### Exercise description
Reproduce the records below word for word, leaving out the pictures.

start Source data

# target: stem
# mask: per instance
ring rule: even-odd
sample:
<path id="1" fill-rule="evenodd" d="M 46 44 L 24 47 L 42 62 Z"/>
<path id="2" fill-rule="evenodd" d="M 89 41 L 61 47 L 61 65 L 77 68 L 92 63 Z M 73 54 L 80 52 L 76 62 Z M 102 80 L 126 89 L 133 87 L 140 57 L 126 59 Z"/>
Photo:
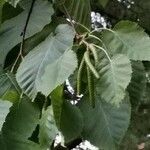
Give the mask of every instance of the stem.
<path id="1" fill-rule="evenodd" d="M 79 66 L 78 74 L 77 74 L 77 95 L 80 95 L 80 92 L 81 92 L 81 74 L 82 74 L 84 63 L 85 62 L 84 62 L 84 57 L 83 57 Z"/>
<path id="2" fill-rule="evenodd" d="M 108 29 L 108 28 L 97 28 L 97 29 L 95 29 L 95 30 L 91 31 L 91 32 L 90 32 L 90 34 L 92 34 L 92 33 L 93 33 L 93 32 L 95 32 L 95 31 L 98 31 L 98 30 L 106 30 L 106 31 L 109 31 L 109 32 L 114 33 L 114 31 L 113 31 L 113 30 Z"/>
<path id="3" fill-rule="evenodd" d="M 96 69 L 94 68 L 93 64 L 90 61 L 90 56 L 89 56 L 89 51 L 87 50 L 84 53 L 84 60 L 87 64 L 87 66 L 89 67 L 89 69 L 91 70 L 91 72 L 94 74 L 94 76 L 99 79 L 99 73 L 96 71 Z"/>
<path id="4" fill-rule="evenodd" d="M 25 42 L 26 31 L 27 31 L 27 27 L 28 27 L 28 24 L 29 24 L 29 20 L 30 20 L 31 14 L 32 14 L 32 10 L 33 10 L 35 1 L 36 0 L 32 0 L 31 7 L 30 7 L 30 10 L 29 10 L 27 19 L 26 19 L 26 23 L 25 23 L 23 32 L 20 35 L 20 36 L 22 36 L 22 42 L 21 42 L 21 46 L 20 46 L 20 51 L 19 51 L 19 54 L 18 54 L 18 56 L 17 56 L 17 58 L 16 58 L 16 60 L 15 60 L 15 62 L 13 64 L 12 68 L 11 68 L 11 72 L 14 71 L 14 68 L 15 68 L 19 58 L 21 57 L 21 59 L 23 59 L 23 50 L 24 50 L 24 42 Z"/>
<path id="5" fill-rule="evenodd" d="M 103 42 L 100 38 L 98 38 L 97 36 L 95 36 L 95 35 L 93 35 L 93 34 L 90 34 L 89 37 L 92 37 L 92 38 L 98 40 L 99 42 L 102 43 L 102 45 L 104 46 L 104 48 L 107 49 L 106 45 L 104 44 L 104 42 Z"/>
<path id="6" fill-rule="evenodd" d="M 73 22 L 72 22 L 72 18 L 71 18 L 71 16 L 70 16 L 70 14 L 68 13 L 68 10 L 67 10 L 67 8 L 66 8 L 66 6 L 65 6 L 64 4 L 63 4 L 63 8 L 64 8 L 64 10 L 65 10 L 65 12 L 66 12 L 66 15 L 67 15 L 68 19 L 70 20 L 71 26 L 73 27 L 74 31 L 76 32 L 75 26 L 74 26 L 74 24 L 73 24 Z M 77 33 L 77 32 L 76 32 L 76 33 Z"/>
<path id="7" fill-rule="evenodd" d="M 98 64 L 98 55 L 97 55 L 97 51 L 96 51 L 95 47 L 92 44 L 89 44 L 89 50 L 93 54 L 95 65 L 97 65 Z"/>
<path id="8" fill-rule="evenodd" d="M 85 26 L 82 25 L 81 23 L 79 23 L 79 22 L 75 22 L 75 23 L 76 23 L 77 25 L 81 26 L 82 28 L 84 28 L 88 33 L 91 32 L 87 27 L 85 27 Z"/>
<path id="9" fill-rule="evenodd" d="M 98 45 L 96 45 L 96 44 L 93 44 L 93 45 L 94 45 L 96 48 L 102 50 L 102 51 L 105 53 L 105 55 L 107 56 L 108 60 L 111 62 L 111 58 L 109 57 L 108 53 L 106 52 L 106 50 L 105 50 L 104 48 L 102 48 L 102 47 L 100 47 L 100 46 L 98 46 Z"/>
<path id="10" fill-rule="evenodd" d="M 87 79 L 88 79 L 89 102 L 90 102 L 90 105 L 94 108 L 95 100 L 94 100 L 93 78 L 92 78 L 92 75 L 88 66 L 87 66 Z"/>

end Source data

### Exercise output
# target: stem
# mask: per instance
ring rule: even-odd
sample:
<path id="1" fill-rule="evenodd" d="M 46 44 L 24 47 L 42 62 Z"/>
<path id="2" fill-rule="evenodd" d="M 89 41 L 61 47 L 61 65 L 77 68 L 92 63 Z M 73 54 L 80 52 L 76 62 Z M 102 80 L 126 89 L 133 87 L 140 57 L 126 59 Z"/>
Photo:
Give the mask of every instance of the stem.
<path id="1" fill-rule="evenodd" d="M 79 66 L 78 74 L 77 74 L 77 95 L 80 95 L 80 92 L 81 92 L 81 74 L 82 74 L 84 63 L 85 62 L 84 62 L 84 57 L 83 57 Z"/>
<path id="2" fill-rule="evenodd" d="M 108 29 L 108 28 L 97 28 L 97 29 L 95 29 L 95 30 L 91 31 L 91 32 L 90 32 L 90 34 L 92 34 L 92 33 L 93 33 L 93 32 L 95 32 L 95 31 L 98 31 L 98 30 L 106 30 L 106 31 L 109 31 L 109 32 L 114 33 L 114 31 L 113 31 L 113 30 Z"/>
<path id="3" fill-rule="evenodd" d="M 96 69 L 94 68 L 93 64 L 90 61 L 90 56 L 89 56 L 89 51 L 87 50 L 84 53 L 84 60 L 87 64 L 87 66 L 89 67 L 89 69 L 91 70 L 91 72 L 94 74 L 94 76 L 99 79 L 99 73 L 96 71 Z"/>
<path id="4" fill-rule="evenodd" d="M 25 42 L 26 31 L 27 31 L 27 27 L 28 27 L 28 24 L 29 24 L 29 20 L 30 20 L 31 14 L 32 14 L 32 10 L 33 10 L 35 1 L 36 0 L 32 0 L 31 7 L 30 7 L 30 10 L 29 10 L 27 19 L 26 19 L 26 23 L 25 23 L 23 32 L 20 35 L 20 36 L 22 36 L 22 42 L 21 42 L 21 46 L 20 46 L 20 51 L 19 51 L 19 54 L 18 54 L 18 56 L 17 56 L 17 58 L 16 58 L 16 60 L 15 60 L 15 62 L 13 64 L 12 68 L 11 68 L 11 72 L 14 71 L 14 68 L 15 68 L 19 58 L 21 57 L 21 59 L 23 59 L 23 50 L 24 50 L 24 42 Z"/>
<path id="5" fill-rule="evenodd" d="M 103 42 L 100 38 L 98 38 L 97 36 L 95 36 L 95 35 L 93 35 L 93 34 L 90 34 L 89 37 L 92 37 L 92 38 L 98 40 L 99 42 L 102 43 L 102 45 L 104 46 L 104 48 L 107 49 L 106 45 L 104 44 L 104 42 Z"/>
<path id="6" fill-rule="evenodd" d="M 73 22 L 72 22 L 72 18 L 71 18 L 71 16 L 70 16 L 70 14 L 68 13 L 68 10 L 67 10 L 67 8 L 66 8 L 66 6 L 65 6 L 64 4 L 63 4 L 63 8 L 64 8 L 64 10 L 65 10 L 65 12 L 66 12 L 66 15 L 67 15 L 68 19 L 70 20 L 71 26 L 73 27 L 74 31 L 76 32 L 75 26 L 74 26 L 74 24 L 73 24 Z M 77 33 L 77 32 L 76 32 L 76 33 Z"/>
<path id="7" fill-rule="evenodd" d="M 98 64 L 98 55 L 97 55 L 97 51 L 96 51 L 95 47 L 92 44 L 89 44 L 89 50 L 93 54 L 95 65 L 97 65 Z"/>
<path id="8" fill-rule="evenodd" d="M 85 26 L 82 25 L 81 23 L 79 23 L 79 22 L 75 22 L 75 23 L 76 23 L 77 25 L 81 26 L 82 28 L 84 28 L 88 33 L 91 32 L 87 27 L 85 27 Z"/>
<path id="9" fill-rule="evenodd" d="M 98 45 L 96 45 L 96 44 L 93 44 L 93 45 L 94 45 L 96 48 L 102 50 L 102 51 L 105 53 L 105 55 L 107 56 L 108 60 L 111 62 L 111 58 L 109 57 L 108 53 L 106 52 L 106 50 L 105 50 L 104 48 L 102 48 L 102 47 L 100 47 L 100 46 L 98 46 Z"/>
<path id="10" fill-rule="evenodd" d="M 87 79 L 88 79 L 89 102 L 90 102 L 90 105 L 94 108 L 95 100 L 94 100 L 93 78 L 92 78 L 92 75 L 88 66 L 87 66 Z"/>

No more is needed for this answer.